Could you reproduce the data verbatim, starting at the line that contains "An <instance> may" and ending at the line that contains "box: [83, 125, 220, 317]", with both of those lines included and nothing else?
=== Section Start ===
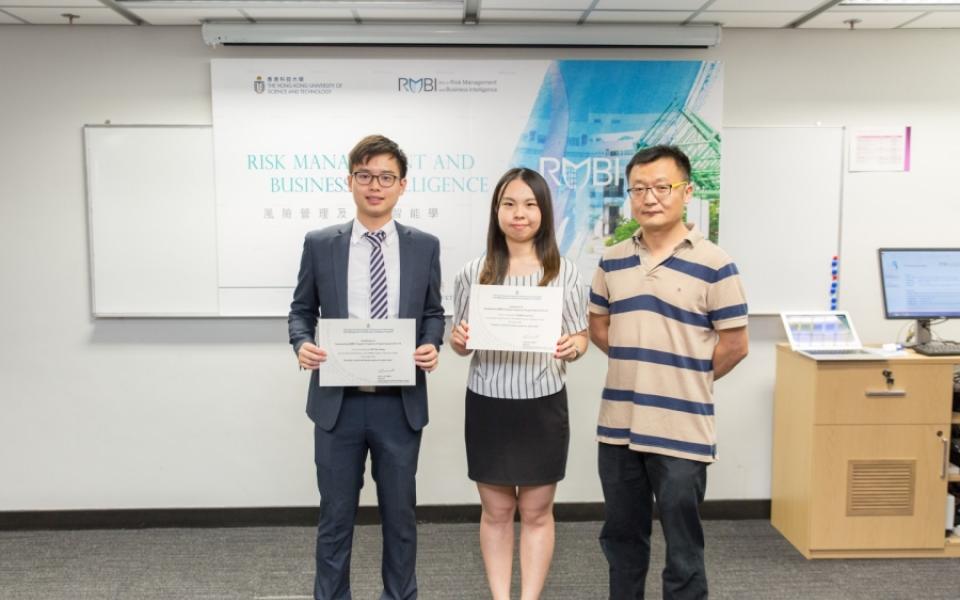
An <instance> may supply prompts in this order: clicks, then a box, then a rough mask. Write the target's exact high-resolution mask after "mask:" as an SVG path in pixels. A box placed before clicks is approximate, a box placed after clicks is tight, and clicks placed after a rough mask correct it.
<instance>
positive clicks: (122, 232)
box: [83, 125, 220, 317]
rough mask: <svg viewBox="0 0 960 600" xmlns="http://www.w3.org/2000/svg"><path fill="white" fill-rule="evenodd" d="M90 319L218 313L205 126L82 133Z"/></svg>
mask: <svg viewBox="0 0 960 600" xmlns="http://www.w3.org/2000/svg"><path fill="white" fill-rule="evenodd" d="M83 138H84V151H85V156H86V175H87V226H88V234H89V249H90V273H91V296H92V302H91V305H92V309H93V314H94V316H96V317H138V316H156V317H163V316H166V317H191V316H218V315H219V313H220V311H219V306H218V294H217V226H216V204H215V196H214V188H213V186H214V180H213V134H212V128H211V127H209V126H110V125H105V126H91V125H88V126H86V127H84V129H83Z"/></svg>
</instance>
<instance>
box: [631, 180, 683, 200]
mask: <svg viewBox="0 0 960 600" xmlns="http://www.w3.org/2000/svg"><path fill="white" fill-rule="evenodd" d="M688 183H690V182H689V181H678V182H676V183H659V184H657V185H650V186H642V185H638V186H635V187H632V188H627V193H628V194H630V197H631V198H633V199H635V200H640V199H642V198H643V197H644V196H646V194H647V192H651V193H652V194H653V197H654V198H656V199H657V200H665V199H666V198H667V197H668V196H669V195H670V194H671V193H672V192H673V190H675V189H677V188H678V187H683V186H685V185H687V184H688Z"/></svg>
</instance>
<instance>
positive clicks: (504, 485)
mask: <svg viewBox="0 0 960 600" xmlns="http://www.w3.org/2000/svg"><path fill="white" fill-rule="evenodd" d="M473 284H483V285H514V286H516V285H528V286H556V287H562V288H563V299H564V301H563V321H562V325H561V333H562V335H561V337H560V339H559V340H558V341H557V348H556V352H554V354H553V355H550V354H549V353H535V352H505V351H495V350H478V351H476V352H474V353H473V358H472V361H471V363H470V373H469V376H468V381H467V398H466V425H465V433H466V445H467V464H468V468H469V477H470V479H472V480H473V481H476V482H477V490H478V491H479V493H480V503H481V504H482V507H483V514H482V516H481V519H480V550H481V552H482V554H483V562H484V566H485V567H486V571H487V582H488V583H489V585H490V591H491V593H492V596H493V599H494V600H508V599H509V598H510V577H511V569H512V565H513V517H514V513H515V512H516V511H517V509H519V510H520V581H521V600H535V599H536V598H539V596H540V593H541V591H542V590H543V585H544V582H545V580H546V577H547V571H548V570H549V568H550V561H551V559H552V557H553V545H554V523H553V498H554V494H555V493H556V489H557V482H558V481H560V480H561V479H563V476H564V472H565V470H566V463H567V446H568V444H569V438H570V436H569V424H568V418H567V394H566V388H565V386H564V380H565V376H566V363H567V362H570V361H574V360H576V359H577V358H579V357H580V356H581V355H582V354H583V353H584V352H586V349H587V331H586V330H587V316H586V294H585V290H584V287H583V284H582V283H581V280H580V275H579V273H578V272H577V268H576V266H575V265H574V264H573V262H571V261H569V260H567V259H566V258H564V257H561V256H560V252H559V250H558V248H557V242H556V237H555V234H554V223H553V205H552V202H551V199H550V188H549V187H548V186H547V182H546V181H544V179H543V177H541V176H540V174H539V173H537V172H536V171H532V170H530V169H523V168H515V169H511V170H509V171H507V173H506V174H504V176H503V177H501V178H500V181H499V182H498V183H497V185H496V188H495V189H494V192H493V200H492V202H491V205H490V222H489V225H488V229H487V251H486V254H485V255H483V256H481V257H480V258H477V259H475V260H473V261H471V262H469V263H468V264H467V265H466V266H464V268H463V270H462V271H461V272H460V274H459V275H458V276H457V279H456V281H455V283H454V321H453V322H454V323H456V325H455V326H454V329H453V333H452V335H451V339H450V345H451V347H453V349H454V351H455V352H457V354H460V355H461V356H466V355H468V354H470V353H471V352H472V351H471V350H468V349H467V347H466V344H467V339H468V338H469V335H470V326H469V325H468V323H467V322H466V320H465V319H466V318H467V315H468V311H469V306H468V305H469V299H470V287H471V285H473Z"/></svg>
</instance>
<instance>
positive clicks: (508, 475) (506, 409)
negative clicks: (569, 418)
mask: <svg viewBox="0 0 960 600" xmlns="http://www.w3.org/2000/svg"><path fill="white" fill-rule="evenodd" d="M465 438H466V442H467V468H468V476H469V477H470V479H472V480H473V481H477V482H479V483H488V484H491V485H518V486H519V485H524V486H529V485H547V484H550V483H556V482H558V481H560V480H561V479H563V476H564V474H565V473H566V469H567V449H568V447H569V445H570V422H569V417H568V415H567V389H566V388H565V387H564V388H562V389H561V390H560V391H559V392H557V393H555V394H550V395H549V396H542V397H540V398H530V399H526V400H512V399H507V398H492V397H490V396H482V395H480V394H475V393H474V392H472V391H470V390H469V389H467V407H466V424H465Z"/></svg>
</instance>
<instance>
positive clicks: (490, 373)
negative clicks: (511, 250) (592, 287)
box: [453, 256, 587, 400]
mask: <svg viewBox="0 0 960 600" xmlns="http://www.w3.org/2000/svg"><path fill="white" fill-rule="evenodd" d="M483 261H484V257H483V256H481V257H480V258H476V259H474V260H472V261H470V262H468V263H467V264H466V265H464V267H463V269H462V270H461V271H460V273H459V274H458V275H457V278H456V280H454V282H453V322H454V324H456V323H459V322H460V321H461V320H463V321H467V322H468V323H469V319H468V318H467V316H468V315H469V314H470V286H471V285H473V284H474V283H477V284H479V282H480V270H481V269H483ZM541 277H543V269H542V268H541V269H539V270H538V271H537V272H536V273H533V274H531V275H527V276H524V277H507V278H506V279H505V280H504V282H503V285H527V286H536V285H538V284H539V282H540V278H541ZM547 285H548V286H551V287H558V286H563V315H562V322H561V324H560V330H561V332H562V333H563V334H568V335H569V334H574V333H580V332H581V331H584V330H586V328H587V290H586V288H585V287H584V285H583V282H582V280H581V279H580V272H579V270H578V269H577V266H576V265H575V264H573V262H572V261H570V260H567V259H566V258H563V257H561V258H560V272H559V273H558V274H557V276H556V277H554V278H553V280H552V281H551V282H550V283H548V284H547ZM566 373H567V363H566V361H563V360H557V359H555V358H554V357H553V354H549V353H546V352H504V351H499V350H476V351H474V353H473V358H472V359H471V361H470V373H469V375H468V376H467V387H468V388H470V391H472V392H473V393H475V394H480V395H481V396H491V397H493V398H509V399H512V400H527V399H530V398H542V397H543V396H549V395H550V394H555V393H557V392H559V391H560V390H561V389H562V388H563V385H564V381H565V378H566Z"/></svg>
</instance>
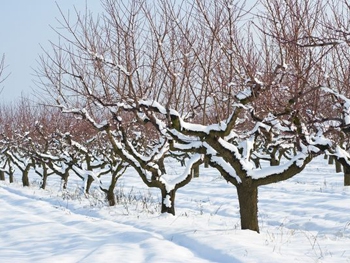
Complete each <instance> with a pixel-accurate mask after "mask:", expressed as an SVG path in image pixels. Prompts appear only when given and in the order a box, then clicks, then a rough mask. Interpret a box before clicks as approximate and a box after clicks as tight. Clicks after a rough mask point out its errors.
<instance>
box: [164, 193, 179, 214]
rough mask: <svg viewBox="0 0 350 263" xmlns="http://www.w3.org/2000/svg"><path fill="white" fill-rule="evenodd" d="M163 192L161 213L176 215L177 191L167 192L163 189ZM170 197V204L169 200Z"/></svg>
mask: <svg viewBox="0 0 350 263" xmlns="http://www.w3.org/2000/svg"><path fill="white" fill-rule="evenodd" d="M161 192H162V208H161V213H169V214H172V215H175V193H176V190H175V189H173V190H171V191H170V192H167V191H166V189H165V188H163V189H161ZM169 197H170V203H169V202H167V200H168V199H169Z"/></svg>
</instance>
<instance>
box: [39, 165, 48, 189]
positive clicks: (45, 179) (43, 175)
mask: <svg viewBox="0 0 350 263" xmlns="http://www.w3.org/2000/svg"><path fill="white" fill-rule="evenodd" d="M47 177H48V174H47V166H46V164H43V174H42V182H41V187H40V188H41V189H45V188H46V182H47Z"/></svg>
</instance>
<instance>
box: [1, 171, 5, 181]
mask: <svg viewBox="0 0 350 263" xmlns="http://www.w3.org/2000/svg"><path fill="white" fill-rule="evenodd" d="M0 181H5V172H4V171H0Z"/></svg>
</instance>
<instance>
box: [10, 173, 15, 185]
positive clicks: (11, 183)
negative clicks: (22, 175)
=== Section End ===
=== Section Start ===
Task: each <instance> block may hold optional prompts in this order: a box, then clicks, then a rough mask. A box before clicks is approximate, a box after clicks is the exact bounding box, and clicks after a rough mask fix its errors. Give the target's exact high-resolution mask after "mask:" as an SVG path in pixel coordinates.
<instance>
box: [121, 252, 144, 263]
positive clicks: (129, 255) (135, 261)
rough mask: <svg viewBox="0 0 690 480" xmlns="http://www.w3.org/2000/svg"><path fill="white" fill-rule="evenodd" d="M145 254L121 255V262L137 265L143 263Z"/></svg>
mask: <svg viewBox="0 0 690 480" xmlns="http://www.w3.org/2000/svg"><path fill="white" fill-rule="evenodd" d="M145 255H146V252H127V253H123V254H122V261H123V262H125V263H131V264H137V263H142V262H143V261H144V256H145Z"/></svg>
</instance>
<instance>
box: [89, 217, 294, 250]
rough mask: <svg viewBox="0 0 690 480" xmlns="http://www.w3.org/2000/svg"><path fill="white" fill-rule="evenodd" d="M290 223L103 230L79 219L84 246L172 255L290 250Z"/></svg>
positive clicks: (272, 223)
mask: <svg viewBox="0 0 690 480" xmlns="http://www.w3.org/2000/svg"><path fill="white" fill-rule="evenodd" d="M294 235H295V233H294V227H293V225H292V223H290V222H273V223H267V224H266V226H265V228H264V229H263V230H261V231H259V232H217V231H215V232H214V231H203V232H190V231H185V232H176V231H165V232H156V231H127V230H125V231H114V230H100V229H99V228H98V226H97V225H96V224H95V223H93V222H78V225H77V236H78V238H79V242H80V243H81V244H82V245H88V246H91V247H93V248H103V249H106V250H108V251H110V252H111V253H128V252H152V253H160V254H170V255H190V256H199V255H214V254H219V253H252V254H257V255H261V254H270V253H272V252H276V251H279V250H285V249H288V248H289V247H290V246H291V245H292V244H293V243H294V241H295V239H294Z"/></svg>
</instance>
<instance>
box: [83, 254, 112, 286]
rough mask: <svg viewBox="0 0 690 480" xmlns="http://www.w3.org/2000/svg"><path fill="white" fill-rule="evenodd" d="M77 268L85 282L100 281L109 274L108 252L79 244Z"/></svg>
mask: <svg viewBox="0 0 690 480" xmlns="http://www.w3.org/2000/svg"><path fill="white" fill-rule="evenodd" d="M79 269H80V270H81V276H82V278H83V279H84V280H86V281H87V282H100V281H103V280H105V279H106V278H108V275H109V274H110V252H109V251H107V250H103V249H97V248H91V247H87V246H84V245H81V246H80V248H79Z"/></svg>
=== Section End ===
● **EXERCISE RESPONSE**:
An <instance> may supply prompts in this order: clicks, then a box, then a rough mask. Write the target's exact high-resolution mask after "mask:" as an SVG path in pixels. A box placed before clicks is approximate, a box placed after clicks is tight, and clicks placed after a rough mask correct it.
<instance>
positive clicks: (122, 232)
box: [83, 125, 220, 317]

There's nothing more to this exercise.